=== Text segment ===
First exhibited in 2011 as part of his seminal exhibition, 1001nacht at the Hanover Kestnergesellschaft, Natti Dread continues Daniel Richter’s rich series of neon-punk dystopian visions. In these works, Richter interrogates painterly traditions, interpreting the world through his explosive scenes and astute pop-culture references. While the works presented have a tongue-in-cheek punk aesthetic, the core of his practice is his critical understanding of the properties of paint. Starting with abstraction in the early 1990s, Richter only made the move to representational painting in 2002. While his work shifted dramatically, his engagement with the core principles of paint remain unchanged, and it is precisely his understanding of the fundamentals of the medium that makes his work so moving. As stated by Richter himself, “Ultimately, there is no difference between abstraction and figurative painting, apart from certain forms of their decipherability, but the problems of organising paint on surface always remain the same” (Anon., Thaddaeus Ropac, Artmap, 2010, online). Intense colour fields and striking characters fill Richter’s epic 2 by 3 metre composition, in which a figure looks across a valley to the luminescent golden figure across from him. Cast against a seismographic background, the scene is at once sublime and unsettling, unifying the romantic and the uncanny. At the heart of Natti Dread is a sense of ambiguity; the figure in the foreground, bearing the torn flag and rag-tag outfit of a soldier watches as a golden woman scales the sheer façade of a mountain, leaving a glowing trail in her wake. He is at once chance observer and possible pursuer and she, otherworldly threat and pursued runaway. Gestural lines, like tendrils of writhing plasma, create the shapes and curves of the painting, like contour rings displaying elevation in cartography. Through his use of part-scientific and part-abstracted lines, Richter's composition gains a rich depth and sense of volume, creating a sense of reality despite the hallucinatory colour palette.

=== Dataset content ===
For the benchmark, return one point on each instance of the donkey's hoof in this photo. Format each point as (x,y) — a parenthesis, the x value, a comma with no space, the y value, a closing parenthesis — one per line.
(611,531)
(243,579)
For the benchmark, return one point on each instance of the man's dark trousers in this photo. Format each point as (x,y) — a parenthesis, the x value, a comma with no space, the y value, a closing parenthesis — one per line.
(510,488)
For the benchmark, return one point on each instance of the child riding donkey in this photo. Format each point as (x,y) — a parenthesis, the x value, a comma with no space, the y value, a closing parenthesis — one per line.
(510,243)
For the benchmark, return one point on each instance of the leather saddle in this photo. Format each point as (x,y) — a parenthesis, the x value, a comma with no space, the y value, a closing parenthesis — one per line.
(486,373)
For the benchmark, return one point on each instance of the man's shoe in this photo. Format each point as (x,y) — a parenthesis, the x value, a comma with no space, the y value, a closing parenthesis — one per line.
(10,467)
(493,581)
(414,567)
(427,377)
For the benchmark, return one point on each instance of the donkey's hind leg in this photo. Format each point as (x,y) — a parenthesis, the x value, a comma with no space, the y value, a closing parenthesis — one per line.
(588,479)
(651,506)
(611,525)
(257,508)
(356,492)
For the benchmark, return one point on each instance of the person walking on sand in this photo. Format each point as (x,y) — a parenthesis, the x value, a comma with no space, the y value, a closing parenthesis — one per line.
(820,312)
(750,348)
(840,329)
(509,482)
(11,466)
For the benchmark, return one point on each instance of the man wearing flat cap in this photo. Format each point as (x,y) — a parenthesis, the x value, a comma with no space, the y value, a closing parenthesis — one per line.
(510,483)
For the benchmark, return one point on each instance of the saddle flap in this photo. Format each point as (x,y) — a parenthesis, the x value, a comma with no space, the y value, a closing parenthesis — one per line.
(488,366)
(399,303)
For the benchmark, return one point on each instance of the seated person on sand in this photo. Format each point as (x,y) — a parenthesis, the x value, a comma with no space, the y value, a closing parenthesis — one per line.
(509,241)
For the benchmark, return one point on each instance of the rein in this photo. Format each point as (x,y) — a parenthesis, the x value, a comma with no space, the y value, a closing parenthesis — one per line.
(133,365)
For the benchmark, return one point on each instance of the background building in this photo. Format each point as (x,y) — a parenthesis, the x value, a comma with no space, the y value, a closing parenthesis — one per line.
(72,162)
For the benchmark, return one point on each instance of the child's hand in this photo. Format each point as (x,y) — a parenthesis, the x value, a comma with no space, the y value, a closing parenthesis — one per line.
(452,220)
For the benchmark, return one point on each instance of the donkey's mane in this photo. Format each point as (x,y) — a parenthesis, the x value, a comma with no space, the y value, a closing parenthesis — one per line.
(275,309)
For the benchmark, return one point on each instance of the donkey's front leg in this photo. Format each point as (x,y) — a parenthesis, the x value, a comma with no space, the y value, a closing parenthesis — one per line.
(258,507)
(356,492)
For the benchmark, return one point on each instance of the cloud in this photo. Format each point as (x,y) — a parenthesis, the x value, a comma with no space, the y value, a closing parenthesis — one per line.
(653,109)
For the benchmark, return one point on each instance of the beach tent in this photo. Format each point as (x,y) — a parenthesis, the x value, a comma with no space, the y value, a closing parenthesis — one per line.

=== Tasks to perform ===
1. Answer these questions using the passage on Natti Dread.
(a) At which institution was Natti Dread first exhibited in 2011?
(b) In what year did Richter move to representational painting?
(c) What are the dimensions of the composition?
2. Translate this sentence from the passage on Natti Dread into French: "He is at once chance observer and possible pursuer and she, otherworldly threat and pursued runaway."
3. Write a few more sentences of the passage on Natti Dread, picking up after its final sentence.
The rows were drawn from a different source than the passage on Natti Dread.

=== Answers by task ===
1.
(a) The Kestnergesellschaft in Hanover, as part of the exhibition 1001nacht.
(b) 2002.
(c) 2 by 3 meters.

2. Il est à la fois observateur fortuit et poursuivant possible, et elle, menace surnaturelle et fugitive poursuivie.

3.
Natti Dread takes as its conceptual departure-point 19th century Romantic Painting. Like Caspar David Friedrich’s Wanderer above the Sea of Fog, the man in the foreground stands poised on a precipice, contemplative and pitched against his environment. Richter, however, draws on the German Neo-Expressionists for his tone and style. He follows in the wake of artists such as Georg Baselitz, Anselm Kiefer and Gerhard Richter for whom the criticality of painting is the primary concern. Supported by artists such as Albert Oehlen, whom Richter assisted in the early 1990s, Richter employs the themes of early Romanticism and transforms them into something entirely contemporary. As such, Richter’s figures maintain a poetic beauty while simultaneously inhabiting a violent, invigorated world full of danger and promise.